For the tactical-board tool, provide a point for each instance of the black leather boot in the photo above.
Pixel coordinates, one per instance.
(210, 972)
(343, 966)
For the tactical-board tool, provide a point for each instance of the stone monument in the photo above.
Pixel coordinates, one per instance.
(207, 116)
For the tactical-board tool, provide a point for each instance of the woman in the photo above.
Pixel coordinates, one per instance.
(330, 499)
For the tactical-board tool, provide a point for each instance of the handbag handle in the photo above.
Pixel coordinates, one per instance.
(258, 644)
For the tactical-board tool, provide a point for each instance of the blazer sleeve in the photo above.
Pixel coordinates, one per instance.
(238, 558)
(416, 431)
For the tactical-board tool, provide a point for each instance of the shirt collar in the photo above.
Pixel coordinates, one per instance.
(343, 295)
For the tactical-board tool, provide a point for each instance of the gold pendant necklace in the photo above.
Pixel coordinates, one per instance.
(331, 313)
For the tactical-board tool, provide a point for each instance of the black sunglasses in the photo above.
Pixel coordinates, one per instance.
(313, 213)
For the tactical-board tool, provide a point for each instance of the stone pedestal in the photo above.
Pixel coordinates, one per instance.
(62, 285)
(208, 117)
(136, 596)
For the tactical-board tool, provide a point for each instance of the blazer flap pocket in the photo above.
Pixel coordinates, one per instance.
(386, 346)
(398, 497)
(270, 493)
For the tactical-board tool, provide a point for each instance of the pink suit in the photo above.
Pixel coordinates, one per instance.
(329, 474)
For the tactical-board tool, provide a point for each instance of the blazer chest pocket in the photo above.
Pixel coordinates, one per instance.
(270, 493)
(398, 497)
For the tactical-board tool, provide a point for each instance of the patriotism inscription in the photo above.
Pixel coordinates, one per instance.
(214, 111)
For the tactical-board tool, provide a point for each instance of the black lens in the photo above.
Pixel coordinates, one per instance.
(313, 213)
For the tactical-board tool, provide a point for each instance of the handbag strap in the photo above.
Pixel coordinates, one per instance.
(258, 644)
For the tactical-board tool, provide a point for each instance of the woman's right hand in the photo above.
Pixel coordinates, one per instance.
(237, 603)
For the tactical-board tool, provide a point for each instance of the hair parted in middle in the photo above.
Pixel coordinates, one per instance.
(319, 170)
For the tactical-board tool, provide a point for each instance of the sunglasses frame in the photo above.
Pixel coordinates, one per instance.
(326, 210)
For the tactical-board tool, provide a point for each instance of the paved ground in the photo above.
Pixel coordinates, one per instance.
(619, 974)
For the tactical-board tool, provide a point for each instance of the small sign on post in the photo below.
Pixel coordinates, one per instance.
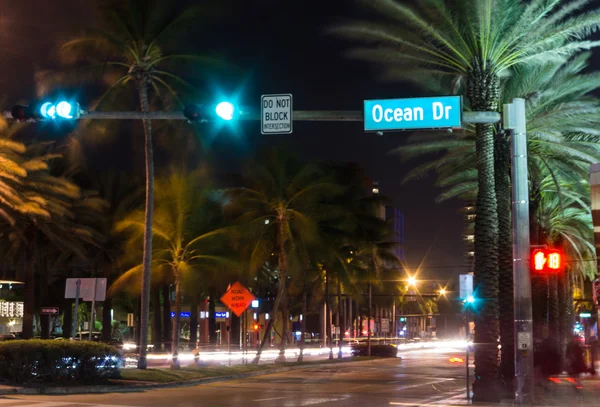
(385, 325)
(276, 114)
(237, 298)
(49, 311)
(465, 286)
(88, 286)
(442, 112)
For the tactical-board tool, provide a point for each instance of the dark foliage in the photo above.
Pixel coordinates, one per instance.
(39, 361)
(384, 351)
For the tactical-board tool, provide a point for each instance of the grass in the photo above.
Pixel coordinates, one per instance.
(199, 372)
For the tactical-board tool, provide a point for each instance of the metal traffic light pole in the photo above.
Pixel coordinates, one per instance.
(515, 120)
(299, 115)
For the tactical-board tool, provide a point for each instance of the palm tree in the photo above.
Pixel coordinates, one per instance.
(475, 42)
(51, 221)
(189, 235)
(121, 195)
(560, 114)
(281, 201)
(133, 49)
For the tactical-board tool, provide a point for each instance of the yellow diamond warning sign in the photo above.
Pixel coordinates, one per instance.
(237, 298)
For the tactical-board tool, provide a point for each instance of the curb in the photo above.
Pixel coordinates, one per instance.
(142, 386)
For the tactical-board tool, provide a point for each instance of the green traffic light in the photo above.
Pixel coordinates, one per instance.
(225, 110)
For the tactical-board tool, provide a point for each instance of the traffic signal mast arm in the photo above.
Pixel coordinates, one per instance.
(299, 115)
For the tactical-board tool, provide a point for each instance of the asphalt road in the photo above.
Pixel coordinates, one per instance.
(420, 378)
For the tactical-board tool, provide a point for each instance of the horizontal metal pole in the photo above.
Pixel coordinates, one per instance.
(133, 115)
(298, 115)
(481, 117)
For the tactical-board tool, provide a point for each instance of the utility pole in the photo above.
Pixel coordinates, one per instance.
(515, 120)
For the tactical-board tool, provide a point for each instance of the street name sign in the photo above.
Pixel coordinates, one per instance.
(237, 298)
(443, 112)
(49, 311)
(276, 114)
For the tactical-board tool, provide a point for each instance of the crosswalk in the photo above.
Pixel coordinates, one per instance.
(15, 402)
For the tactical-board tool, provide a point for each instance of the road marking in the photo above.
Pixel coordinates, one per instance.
(411, 386)
(270, 398)
(15, 402)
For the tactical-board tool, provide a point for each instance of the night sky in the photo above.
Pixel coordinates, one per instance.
(282, 49)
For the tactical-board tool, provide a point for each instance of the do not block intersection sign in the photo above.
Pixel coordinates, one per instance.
(276, 114)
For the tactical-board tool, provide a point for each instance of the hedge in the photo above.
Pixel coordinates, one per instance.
(386, 351)
(57, 361)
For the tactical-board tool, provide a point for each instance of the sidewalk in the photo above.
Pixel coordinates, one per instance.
(566, 391)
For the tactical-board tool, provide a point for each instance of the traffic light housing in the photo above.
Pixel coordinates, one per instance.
(60, 109)
(546, 261)
(226, 111)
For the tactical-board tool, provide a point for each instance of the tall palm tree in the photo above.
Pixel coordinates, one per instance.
(189, 235)
(121, 195)
(133, 50)
(55, 203)
(561, 116)
(281, 201)
(475, 41)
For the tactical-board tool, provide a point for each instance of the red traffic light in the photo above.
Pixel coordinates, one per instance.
(547, 260)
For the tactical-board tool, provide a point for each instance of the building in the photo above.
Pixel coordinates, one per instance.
(395, 217)
(11, 303)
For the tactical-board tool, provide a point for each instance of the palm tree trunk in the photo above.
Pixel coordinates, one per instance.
(303, 326)
(482, 91)
(176, 320)
(328, 329)
(106, 306)
(43, 277)
(156, 323)
(212, 322)
(282, 268)
(505, 264)
(350, 323)
(285, 314)
(29, 303)
(147, 256)
(194, 322)
(553, 312)
(563, 327)
(339, 320)
(369, 320)
(67, 327)
(166, 295)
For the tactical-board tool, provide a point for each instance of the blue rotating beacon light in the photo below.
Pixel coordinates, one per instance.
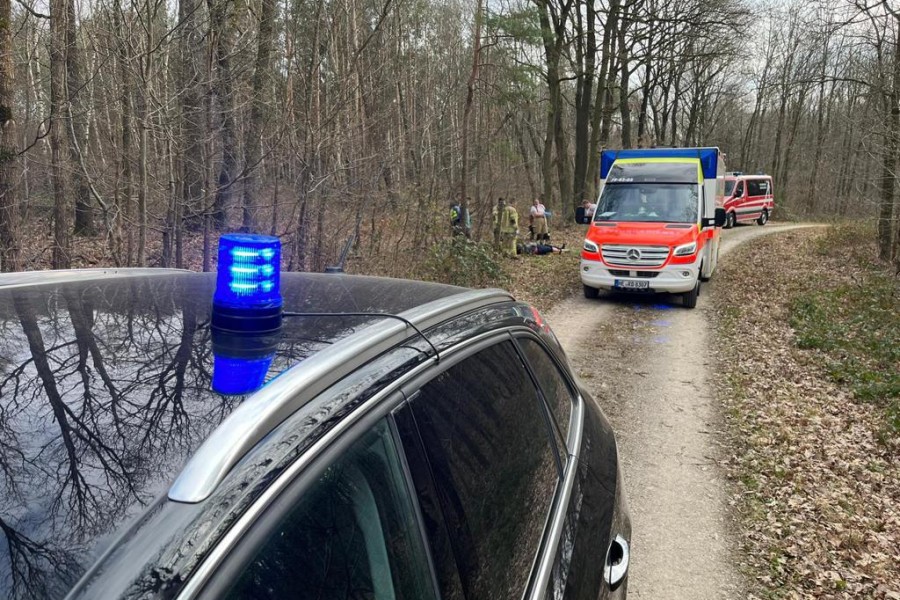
(246, 312)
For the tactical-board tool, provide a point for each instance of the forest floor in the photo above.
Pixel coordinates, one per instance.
(759, 433)
(753, 470)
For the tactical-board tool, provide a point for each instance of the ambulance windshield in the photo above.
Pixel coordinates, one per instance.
(729, 186)
(648, 202)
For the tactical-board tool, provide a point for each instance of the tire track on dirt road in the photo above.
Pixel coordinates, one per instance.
(648, 363)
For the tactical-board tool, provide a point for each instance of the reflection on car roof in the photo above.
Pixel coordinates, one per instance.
(105, 387)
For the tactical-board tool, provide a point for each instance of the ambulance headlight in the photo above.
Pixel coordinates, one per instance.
(686, 249)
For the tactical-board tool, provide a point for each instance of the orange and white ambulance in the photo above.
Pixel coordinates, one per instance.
(748, 198)
(657, 223)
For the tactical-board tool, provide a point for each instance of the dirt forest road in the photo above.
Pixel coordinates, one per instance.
(648, 363)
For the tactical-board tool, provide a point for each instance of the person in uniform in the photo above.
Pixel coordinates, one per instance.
(538, 220)
(539, 249)
(506, 224)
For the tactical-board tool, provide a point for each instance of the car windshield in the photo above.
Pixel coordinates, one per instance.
(648, 202)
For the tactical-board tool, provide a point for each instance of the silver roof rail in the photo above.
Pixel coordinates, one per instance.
(30, 278)
(266, 409)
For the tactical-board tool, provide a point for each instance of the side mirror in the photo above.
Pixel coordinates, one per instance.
(720, 217)
(580, 216)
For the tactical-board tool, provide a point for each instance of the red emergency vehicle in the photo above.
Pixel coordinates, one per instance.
(748, 198)
(657, 222)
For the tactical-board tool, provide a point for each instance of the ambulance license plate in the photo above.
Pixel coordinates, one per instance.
(630, 284)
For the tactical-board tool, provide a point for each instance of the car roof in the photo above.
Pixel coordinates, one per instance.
(105, 385)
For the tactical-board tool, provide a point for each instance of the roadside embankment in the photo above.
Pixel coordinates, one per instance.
(808, 371)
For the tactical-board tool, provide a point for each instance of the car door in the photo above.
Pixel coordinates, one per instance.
(740, 191)
(487, 471)
(348, 528)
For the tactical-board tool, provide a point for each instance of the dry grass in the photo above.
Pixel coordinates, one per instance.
(817, 482)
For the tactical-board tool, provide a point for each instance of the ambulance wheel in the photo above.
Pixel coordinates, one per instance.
(689, 299)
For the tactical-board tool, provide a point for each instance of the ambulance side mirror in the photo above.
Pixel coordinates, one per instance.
(580, 216)
(720, 217)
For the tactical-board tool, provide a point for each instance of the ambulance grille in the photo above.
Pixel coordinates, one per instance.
(642, 274)
(639, 256)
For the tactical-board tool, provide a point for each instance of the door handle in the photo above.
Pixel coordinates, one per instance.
(617, 559)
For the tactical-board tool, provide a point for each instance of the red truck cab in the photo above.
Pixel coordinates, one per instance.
(657, 223)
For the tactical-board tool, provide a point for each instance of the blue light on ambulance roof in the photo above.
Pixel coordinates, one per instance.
(239, 376)
(709, 157)
(249, 271)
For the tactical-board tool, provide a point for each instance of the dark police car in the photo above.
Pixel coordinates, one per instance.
(408, 440)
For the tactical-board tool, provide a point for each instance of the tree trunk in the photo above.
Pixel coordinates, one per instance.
(889, 164)
(10, 259)
(603, 102)
(59, 139)
(192, 117)
(467, 117)
(624, 109)
(78, 143)
(583, 116)
(224, 84)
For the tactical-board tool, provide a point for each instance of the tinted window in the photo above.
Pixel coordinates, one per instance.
(487, 439)
(553, 385)
(754, 188)
(648, 202)
(729, 186)
(351, 536)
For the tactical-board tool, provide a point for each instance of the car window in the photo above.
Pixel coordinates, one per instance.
(552, 383)
(352, 535)
(488, 442)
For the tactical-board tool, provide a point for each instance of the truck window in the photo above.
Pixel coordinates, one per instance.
(649, 202)
(753, 188)
(729, 187)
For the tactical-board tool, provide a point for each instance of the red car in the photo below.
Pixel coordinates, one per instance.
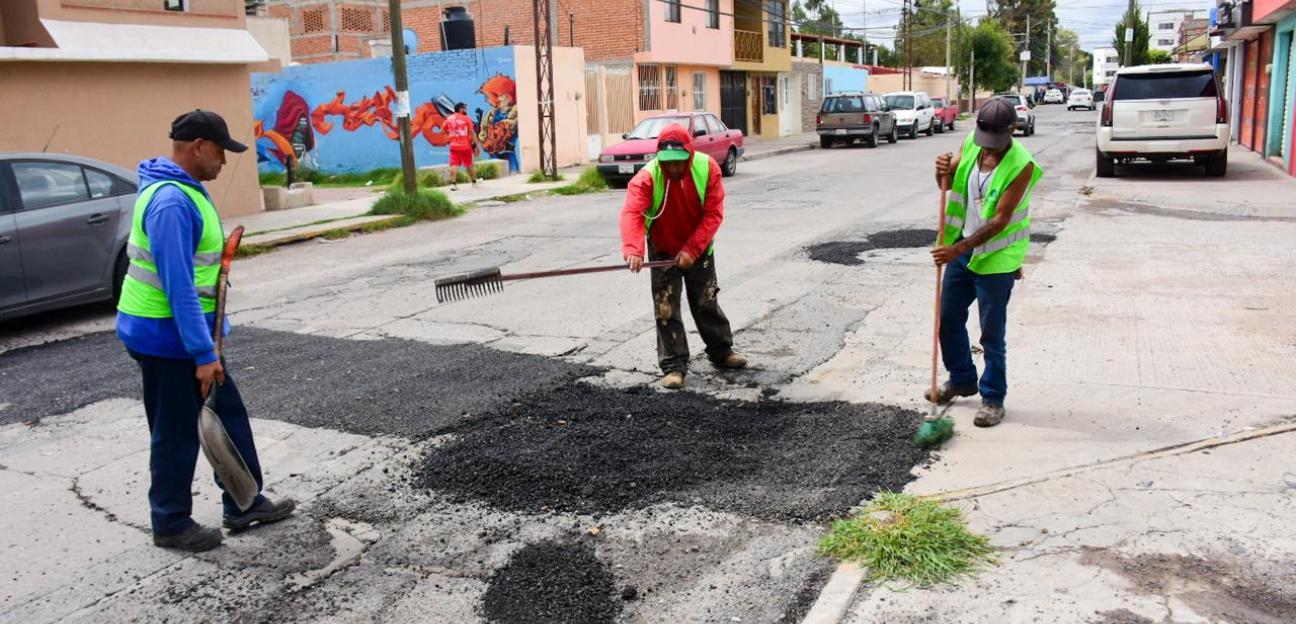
(945, 113)
(622, 161)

....

• [Exercise aim]:
If the word "dark" is on a line above, return that line.

• [Finished task]:
For the tactical-board tool, provide a point for each instance of the dark foliage in the photo above.
For the tactical-board tool, provide a point for each instance of the dark police car in the photo above.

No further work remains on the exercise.